━━━━━ RECORDS TO PROCESS ━━━━━

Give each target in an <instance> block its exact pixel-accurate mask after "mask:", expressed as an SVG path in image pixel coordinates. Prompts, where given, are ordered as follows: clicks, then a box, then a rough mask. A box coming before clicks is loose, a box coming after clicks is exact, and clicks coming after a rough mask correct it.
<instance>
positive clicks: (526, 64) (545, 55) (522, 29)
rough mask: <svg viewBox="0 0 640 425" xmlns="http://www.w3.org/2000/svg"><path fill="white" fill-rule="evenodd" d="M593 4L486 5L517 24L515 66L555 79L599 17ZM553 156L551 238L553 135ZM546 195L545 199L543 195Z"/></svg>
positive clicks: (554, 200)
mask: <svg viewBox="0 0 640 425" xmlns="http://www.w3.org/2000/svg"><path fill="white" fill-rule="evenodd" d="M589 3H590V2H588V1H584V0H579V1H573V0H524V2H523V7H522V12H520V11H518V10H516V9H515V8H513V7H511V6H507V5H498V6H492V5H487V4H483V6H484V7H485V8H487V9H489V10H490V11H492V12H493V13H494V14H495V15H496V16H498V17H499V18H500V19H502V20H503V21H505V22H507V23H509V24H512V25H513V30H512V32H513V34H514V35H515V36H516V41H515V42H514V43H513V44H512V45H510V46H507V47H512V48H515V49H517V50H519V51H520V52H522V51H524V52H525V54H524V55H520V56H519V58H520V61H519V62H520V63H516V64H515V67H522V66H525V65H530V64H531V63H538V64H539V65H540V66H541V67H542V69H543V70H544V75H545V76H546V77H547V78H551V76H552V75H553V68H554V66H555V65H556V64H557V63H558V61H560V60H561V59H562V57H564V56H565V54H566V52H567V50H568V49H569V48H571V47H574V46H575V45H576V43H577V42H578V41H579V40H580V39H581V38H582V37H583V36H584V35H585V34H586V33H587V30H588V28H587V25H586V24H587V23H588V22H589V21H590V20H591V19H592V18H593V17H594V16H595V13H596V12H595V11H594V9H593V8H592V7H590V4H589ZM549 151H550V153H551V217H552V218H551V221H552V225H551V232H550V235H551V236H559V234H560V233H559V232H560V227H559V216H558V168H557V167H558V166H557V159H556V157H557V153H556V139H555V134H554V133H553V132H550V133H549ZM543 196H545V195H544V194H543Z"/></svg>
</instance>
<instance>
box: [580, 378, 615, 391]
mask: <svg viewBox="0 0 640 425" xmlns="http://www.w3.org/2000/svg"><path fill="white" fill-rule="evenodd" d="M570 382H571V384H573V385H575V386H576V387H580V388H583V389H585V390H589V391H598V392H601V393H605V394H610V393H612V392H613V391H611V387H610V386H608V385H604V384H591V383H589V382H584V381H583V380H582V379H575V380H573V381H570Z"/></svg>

━━━━━

▶ WORK ORDER
Repeat every line of the data, exactly and in full.

▶ ANSWER FOR THE TASK
Give each target in an <instance> block its exact pixel-accurate mask after "mask:", expressed as an SVG path in image pixel coordinates. Prompts, where given, are ordered as follows: clicks, then a box, then a rough mask. A box coming before clicks is loose, a box coming after clicks is exact, and clicks coming after a rough mask correct it.
<instance>
positive clicks: (526, 64) (545, 55) (522, 29)
rough mask: <svg viewBox="0 0 640 425" xmlns="http://www.w3.org/2000/svg"><path fill="white" fill-rule="evenodd" d="M593 4L486 5L517 24L515 66L555 79L599 17ZM553 156L551 238L553 135ZM546 195L545 199L543 195Z"/></svg>
positive clicks: (554, 200)
mask: <svg viewBox="0 0 640 425" xmlns="http://www.w3.org/2000/svg"><path fill="white" fill-rule="evenodd" d="M589 3H590V2H588V1H584V0H579V1H573V0H524V2H523V7H522V12H520V11H518V10H516V9H515V8H513V7H511V6H507V5H498V6H492V5H487V4H483V6H484V7H485V8H487V9H489V10H490V11H492V12H493V13H494V14H495V15H496V16H498V17H499V18H500V19H502V20H503V21H505V22H507V23H509V24H512V25H513V30H512V32H513V34H514V35H515V36H516V41H515V42H514V43H513V44H512V45H510V46H507V47H512V48H515V49H517V50H519V51H520V52H522V51H524V52H525V54H524V55H520V56H519V58H520V61H519V62H520V63H516V64H515V67H522V66H525V65H530V64H531V63H538V64H539V65H540V66H541V67H542V69H543V70H544V75H545V76H546V77H547V78H551V76H552V75H553V68H554V66H555V65H556V64H557V63H558V61H560V60H561V59H562V57H564V56H565V54H566V52H567V50H568V49H569V48H571V47H574V46H575V45H576V43H577V42H578V41H579V40H580V39H581V38H582V37H583V36H584V35H585V34H586V33H587V30H588V28H587V25H586V24H587V23H588V22H589V21H590V20H591V19H592V18H593V17H594V16H595V13H596V12H595V11H594V9H593V8H592V7H590V4H589ZM549 151H550V153H551V217H552V218H551V221H552V225H551V232H550V235H551V236H559V234H560V233H559V232H560V227H559V216H558V168H557V167H558V166H557V159H556V157H557V153H556V139H555V134H554V133H553V132H550V133H549ZM543 196H545V195H544V194H543Z"/></svg>
</instance>
<instance>
box: [580, 378, 615, 391]
mask: <svg viewBox="0 0 640 425" xmlns="http://www.w3.org/2000/svg"><path fill="white" fill-rule="evenodd" d="M570 382H571V384H573V385H575V386H576V387H580V388H583V389H585V390H589V391H598V392H601V393H605V394H610V393H612V392H613V391H611V387H610V386H608V385H604V384H591V383H589V382H584V381H583V380H582V379H575V380H573V381H570Z"/></svg>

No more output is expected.